··· Supplied material ···

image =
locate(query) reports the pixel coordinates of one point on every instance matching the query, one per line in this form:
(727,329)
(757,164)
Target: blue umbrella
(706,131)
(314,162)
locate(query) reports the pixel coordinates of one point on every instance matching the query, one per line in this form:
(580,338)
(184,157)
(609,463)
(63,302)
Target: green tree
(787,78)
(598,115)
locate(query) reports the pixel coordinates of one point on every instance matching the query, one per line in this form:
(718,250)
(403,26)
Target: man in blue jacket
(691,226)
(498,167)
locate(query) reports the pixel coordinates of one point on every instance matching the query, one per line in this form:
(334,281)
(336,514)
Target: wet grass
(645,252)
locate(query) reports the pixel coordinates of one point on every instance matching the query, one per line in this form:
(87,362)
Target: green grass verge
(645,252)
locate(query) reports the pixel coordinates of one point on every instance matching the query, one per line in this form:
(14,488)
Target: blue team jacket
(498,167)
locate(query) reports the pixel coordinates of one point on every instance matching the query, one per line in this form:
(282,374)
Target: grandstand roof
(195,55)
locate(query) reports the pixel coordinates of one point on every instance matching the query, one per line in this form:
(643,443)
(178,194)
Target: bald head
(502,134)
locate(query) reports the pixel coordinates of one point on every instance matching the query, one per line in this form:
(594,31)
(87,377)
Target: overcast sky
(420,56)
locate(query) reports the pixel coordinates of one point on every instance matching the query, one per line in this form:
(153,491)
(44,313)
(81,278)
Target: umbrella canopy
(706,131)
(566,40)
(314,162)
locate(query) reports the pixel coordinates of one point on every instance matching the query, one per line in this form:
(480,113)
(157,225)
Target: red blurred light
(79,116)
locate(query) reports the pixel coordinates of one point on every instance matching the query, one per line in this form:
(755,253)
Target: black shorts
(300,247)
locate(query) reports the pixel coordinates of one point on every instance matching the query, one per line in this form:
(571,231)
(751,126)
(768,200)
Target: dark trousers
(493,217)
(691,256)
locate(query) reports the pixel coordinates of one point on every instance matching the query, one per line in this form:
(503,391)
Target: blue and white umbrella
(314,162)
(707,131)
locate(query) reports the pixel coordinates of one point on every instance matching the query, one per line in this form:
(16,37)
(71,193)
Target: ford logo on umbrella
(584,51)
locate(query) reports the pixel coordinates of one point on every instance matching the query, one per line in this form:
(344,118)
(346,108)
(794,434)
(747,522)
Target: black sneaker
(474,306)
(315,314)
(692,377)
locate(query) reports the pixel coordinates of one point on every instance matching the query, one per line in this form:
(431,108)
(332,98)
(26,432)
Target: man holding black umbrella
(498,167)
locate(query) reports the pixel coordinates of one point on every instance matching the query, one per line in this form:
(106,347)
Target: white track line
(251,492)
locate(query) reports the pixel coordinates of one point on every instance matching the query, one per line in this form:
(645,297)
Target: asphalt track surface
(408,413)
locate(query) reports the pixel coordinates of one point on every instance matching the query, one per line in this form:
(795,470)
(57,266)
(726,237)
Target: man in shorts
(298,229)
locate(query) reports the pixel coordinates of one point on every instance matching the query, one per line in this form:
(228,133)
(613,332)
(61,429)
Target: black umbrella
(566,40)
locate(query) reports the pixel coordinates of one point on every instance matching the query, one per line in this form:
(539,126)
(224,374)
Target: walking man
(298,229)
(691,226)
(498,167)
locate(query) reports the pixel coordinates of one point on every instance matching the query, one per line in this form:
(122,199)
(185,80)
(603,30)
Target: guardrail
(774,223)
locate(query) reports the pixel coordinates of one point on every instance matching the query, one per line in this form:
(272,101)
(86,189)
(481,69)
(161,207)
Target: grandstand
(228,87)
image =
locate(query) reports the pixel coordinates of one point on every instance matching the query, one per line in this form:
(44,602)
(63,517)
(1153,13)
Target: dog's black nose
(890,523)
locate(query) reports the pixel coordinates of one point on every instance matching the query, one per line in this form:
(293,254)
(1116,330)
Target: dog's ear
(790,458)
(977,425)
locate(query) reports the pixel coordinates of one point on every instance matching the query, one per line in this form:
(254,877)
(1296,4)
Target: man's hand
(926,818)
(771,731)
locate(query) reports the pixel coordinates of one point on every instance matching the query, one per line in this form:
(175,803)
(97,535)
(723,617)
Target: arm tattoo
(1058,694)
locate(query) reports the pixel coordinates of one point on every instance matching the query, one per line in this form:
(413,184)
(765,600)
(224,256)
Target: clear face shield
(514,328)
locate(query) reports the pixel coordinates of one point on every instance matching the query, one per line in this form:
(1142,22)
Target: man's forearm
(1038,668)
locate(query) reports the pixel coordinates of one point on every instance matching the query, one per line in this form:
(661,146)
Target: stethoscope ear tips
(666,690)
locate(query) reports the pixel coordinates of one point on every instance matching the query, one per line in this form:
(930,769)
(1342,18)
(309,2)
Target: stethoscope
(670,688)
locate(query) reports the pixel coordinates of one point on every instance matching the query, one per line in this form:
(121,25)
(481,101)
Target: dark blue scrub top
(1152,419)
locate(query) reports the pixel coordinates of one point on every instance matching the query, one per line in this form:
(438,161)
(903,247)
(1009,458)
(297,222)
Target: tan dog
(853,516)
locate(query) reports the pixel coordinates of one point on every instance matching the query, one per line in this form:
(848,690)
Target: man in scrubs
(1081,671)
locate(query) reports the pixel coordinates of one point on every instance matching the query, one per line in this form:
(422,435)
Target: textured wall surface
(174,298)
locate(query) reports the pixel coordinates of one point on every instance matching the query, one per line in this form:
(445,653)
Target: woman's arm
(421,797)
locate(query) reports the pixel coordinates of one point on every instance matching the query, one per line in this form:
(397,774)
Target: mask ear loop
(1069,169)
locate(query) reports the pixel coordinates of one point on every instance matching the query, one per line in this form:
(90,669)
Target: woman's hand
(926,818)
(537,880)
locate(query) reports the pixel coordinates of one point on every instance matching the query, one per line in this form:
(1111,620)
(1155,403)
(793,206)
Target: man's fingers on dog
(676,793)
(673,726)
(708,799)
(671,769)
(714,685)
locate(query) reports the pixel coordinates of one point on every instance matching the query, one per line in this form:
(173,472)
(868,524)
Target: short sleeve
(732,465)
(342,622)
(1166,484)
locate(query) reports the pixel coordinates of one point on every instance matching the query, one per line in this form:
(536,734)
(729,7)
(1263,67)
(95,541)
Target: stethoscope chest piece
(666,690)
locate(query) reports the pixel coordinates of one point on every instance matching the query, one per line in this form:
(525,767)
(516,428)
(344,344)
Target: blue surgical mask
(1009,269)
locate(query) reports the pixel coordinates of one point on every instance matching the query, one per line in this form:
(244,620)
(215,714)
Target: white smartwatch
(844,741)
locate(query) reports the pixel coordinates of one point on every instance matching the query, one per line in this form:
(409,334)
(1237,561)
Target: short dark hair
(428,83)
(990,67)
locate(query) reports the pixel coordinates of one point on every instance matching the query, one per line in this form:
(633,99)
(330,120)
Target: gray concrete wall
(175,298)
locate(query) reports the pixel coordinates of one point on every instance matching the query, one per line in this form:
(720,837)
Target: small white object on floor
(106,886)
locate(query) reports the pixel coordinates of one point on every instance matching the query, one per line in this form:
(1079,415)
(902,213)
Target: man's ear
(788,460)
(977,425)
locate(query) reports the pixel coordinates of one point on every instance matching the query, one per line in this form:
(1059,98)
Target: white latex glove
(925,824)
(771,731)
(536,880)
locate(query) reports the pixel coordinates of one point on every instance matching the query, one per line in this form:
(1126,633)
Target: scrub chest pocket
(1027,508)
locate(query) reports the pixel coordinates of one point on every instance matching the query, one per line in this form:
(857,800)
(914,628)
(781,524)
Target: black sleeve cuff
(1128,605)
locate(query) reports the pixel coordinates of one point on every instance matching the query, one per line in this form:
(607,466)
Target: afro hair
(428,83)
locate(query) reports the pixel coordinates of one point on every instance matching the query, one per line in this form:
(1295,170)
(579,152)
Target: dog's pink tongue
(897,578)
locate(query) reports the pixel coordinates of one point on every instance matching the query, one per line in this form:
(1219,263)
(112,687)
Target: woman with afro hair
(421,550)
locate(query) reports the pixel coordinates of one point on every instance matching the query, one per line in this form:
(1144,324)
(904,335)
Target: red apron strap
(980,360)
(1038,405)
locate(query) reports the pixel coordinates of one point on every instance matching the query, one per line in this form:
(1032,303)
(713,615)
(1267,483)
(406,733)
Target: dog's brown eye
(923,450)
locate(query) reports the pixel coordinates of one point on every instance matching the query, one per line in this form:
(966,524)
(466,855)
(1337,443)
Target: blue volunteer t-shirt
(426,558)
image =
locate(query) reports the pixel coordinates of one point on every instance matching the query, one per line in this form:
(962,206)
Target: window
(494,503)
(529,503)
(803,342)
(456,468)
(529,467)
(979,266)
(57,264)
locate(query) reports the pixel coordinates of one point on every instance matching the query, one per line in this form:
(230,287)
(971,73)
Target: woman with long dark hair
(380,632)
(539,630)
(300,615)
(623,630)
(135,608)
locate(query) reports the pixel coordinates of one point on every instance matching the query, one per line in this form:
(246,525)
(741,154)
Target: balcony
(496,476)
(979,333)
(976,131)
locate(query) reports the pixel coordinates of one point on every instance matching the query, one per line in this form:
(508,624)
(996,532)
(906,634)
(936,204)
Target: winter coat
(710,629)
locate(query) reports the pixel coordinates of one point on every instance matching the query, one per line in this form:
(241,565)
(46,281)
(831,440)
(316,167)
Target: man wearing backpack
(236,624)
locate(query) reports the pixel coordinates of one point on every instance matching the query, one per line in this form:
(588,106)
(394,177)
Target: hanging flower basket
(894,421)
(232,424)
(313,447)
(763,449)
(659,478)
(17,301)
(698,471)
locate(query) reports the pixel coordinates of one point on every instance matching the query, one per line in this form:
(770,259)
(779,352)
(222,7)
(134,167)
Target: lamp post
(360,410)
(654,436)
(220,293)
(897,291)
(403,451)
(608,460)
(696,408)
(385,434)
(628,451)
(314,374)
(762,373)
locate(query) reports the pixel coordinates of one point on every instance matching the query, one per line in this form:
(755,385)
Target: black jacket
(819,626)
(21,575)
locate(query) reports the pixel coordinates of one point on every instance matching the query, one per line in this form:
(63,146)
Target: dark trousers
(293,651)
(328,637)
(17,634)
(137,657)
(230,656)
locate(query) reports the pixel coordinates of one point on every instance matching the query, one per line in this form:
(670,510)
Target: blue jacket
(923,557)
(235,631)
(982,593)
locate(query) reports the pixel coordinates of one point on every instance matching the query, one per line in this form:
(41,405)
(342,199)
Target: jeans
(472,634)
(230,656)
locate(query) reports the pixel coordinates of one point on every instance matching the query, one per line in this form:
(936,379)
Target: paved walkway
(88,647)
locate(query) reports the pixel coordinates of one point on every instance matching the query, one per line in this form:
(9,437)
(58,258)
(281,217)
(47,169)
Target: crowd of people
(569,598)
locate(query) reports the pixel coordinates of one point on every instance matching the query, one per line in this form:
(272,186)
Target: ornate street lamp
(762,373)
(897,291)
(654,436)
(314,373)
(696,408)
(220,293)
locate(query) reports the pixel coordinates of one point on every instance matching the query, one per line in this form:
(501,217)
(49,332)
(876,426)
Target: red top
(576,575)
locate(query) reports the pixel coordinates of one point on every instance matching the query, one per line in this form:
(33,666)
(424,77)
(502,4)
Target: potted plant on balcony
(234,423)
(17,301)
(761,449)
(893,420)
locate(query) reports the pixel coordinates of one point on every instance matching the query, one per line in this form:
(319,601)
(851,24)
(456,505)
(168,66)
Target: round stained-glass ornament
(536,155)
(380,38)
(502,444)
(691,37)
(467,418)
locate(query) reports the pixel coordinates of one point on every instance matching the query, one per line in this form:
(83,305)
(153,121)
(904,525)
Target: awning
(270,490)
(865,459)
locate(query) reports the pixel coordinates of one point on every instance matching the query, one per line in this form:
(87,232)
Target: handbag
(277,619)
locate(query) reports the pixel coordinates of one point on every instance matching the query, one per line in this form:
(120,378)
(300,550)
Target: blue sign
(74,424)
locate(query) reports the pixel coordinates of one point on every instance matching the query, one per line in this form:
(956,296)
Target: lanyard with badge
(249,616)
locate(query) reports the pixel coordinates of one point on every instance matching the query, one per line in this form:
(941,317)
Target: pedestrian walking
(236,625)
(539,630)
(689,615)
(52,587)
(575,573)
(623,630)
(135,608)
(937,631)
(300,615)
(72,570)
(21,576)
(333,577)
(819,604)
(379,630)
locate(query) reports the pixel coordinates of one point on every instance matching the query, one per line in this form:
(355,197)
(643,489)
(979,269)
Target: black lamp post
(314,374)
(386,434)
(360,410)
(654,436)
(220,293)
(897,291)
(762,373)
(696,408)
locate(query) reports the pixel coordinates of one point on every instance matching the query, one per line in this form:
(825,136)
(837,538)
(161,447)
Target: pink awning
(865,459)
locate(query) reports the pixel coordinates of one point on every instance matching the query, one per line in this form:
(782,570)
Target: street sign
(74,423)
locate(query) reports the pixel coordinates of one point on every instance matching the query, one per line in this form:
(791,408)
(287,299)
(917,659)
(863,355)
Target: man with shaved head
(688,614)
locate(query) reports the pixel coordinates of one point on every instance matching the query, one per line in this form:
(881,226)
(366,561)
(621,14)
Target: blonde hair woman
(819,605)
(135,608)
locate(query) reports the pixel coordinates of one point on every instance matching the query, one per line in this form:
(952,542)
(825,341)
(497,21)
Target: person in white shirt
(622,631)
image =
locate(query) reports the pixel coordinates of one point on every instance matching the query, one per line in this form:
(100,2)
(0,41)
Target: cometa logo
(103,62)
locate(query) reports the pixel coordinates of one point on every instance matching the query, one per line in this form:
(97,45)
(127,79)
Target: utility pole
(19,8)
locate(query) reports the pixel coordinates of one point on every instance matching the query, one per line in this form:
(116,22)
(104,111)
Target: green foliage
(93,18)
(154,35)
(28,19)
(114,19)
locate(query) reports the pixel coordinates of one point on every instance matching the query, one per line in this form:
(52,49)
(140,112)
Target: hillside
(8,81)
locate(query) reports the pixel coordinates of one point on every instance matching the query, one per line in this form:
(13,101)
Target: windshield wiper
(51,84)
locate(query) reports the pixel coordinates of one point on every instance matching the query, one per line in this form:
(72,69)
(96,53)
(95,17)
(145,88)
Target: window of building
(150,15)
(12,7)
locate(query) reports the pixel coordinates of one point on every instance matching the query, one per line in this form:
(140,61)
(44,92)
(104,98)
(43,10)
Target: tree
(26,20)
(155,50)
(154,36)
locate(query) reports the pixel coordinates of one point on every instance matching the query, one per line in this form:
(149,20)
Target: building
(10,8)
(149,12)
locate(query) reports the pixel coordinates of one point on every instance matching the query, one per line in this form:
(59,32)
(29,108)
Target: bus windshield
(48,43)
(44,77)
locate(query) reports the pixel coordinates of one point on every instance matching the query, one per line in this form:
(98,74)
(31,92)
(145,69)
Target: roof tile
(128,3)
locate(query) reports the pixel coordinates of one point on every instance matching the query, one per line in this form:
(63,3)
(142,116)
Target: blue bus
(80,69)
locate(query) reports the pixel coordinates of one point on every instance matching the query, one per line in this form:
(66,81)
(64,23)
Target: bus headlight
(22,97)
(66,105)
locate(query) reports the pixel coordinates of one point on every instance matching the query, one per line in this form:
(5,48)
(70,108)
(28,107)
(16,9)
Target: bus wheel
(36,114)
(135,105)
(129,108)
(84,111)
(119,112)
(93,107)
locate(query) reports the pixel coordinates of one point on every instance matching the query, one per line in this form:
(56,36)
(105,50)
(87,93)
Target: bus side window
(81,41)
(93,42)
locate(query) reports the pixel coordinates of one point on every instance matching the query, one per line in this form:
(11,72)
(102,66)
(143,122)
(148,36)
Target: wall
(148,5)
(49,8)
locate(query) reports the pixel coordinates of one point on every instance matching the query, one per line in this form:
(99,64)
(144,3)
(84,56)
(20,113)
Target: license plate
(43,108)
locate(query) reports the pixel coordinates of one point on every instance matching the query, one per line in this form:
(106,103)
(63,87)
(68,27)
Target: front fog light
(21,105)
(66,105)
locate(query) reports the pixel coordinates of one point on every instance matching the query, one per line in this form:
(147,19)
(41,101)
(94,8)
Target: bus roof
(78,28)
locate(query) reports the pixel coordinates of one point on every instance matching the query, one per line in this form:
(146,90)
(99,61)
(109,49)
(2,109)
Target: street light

···

Directive: Which lines of the records contain the word "roof"? Copy each such line in full, and treat case as significant when matching.

Written response:
Target: grandstand roof
Target: roof tile
Target: bus roof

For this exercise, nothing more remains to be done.